WORK REQUEST: Exact repetition is required: reproduce every line of the data.

SUPPLIED RECORDS Block Start

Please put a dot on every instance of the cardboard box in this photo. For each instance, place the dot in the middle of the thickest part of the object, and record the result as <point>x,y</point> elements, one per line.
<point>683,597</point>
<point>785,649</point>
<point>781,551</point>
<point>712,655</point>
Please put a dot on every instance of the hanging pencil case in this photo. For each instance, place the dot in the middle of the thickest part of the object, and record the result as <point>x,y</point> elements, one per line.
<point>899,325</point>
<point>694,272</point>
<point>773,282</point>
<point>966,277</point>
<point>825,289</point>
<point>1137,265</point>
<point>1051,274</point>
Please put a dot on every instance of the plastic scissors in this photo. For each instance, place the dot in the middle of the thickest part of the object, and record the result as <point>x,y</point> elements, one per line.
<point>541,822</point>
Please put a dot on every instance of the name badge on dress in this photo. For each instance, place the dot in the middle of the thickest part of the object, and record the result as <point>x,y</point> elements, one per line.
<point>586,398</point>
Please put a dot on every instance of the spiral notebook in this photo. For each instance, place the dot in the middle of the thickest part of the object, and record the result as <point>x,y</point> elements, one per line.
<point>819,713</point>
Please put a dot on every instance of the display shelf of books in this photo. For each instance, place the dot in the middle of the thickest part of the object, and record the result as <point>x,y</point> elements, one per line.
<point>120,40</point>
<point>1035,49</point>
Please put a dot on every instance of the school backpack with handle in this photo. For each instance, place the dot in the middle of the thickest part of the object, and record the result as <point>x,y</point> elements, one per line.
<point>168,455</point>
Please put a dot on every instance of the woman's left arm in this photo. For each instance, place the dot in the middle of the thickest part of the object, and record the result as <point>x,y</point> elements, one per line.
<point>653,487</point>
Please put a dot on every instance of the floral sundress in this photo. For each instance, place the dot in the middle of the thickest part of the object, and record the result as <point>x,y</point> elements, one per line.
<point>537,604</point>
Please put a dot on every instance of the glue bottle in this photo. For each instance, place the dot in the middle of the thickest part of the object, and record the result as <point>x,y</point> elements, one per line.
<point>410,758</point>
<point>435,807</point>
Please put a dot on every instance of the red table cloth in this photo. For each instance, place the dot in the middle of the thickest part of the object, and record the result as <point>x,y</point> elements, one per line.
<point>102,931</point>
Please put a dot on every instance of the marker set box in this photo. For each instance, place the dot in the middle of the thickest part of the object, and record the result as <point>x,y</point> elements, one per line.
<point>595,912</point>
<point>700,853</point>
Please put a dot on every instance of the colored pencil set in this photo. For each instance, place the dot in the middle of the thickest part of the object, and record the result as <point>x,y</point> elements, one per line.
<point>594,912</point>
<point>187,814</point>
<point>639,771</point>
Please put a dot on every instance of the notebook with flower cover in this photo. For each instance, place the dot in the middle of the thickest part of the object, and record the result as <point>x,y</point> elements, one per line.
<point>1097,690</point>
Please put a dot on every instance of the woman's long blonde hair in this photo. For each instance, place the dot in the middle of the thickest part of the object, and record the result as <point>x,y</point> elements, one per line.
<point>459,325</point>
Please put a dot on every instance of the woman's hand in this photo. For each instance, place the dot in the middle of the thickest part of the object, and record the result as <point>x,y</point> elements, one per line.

SUPPLIED RECORDS Block End

ANSWER SECTION:
Please put a dot on every instance of the cardboard box in this photo. For each instance, place the dot in the middle of the thickest part of the object, and record the result as <point>x,y</point> elements, one per line.
<point>683,597</point>
<point>785,649</point>
<point>781,551</point>
<point>712,655</point>
Please put a dot on every instance of the hanging pencil case in this photo. For each instance, place the dot in the middle of the thickest part of the object, and record the result as <point>x,y</point> elements, one per line.
<point>899,325</point>
<point>694,272</point>
<point>773,282</point>
<point>966,277</point>
<point>825,289</point>
<point>1137,265</point>
<point>1051,274</point>
Please put a dot on every instance of the plastic scissors in this photo. For each instance, place the dot in the middle of the thickest part of the object, and record the result as <point>x,y</point> elements, one per line.
<point>541,822</point>
Please put a dot on every instance of the name badge on dress in this photo. For each instance, place the dot in the middle of the thickest part of the object, and record the result as <point>x,y</point> elements, one per line.
<point>586,398</point>
Please put a dot on every instance of the spiral notebook in this photo. For each instance, place the dot in the middle of the thickest part of the object, and record the result as <point>x,y</point> elements, one per line.
<point>819,713</point>
Please put a dot on every instance of the display shelf of books in this photo. For each instance, place the dot in the middle of the thickest part of the object, and record the result as <point>x,y</point> elements, one per line.
<point>120,40</point>
<point>1035,49</point>
Please put a dot on every instance of the school backpack with handle in this photo. For each instance, place the dot in the middle of the thickest part of the object, and record the result as <point>x,y</point> elements, one per line.
<point>168,455</point>
Please put a dot on every instance of the woman's left arm in this photo. For each instance, place the dot in the middle of the thickest part of the object, and record the result as <point>x,y</point> elements, one per line.
<point>653,487</point>
Please put a dot on every instance of the floral sundress in this photo. For each instance, place the dot in the middle of the thickest part of the object, and record the result as <point>x,y</point> elements, one per line.
<point>537,604</point>
Please put a dot on every instance of the glue bottle in this photo. For each instance, place the dot in the middle of the thickest part of the object, and record the result as <point>x,y</point> elements, one per line.
<point>410,758</point>
<point>435,807</point>
Please put a dot on every instance of the red table cloth in this photo. For each instance, place the dot in the middle of the thickest part of the object, and record the result as <point>x,y</point> elements, one per line.
<point>102,931</point>
Please put a dot on every instance of the marker set box in this photo. For each instance, place the dot in the middle of the thickest part of the object, and record the result as <point>x,y</point> elements, one per line.
<point>595,912</point>
<point>700,853</point>
Please put a dot on every instance of the colored pencil set in this photo. For each instance, place the dot in the middle of the thickest part of the object, and record the result as <point>x,y</point> elements, one per line.
<point>594,912</point>
<point>187,814</point>
<point>639,771</point>
Please put a dot on every instance of the notebook with flower cover in this photo. For each instance, place the dot in the middle of the thickest part of the object, and record the result as <point>x,y</point> elements, one per line.
<point>1097,690</point>
Please put a dot on every instance of the woman's long blonde hair in this photo. For each instance, place the dot in the middle of the thickest part of the object, and record the result as <point>x,y</point> elements, one per line.
<point>459,325</point>
Please put a dot on every instance of the woman's hand in this photo. For each instance, place the dot in the middle of the thickest part of the object, and record the result as <point>x,y</point> elements, one per line.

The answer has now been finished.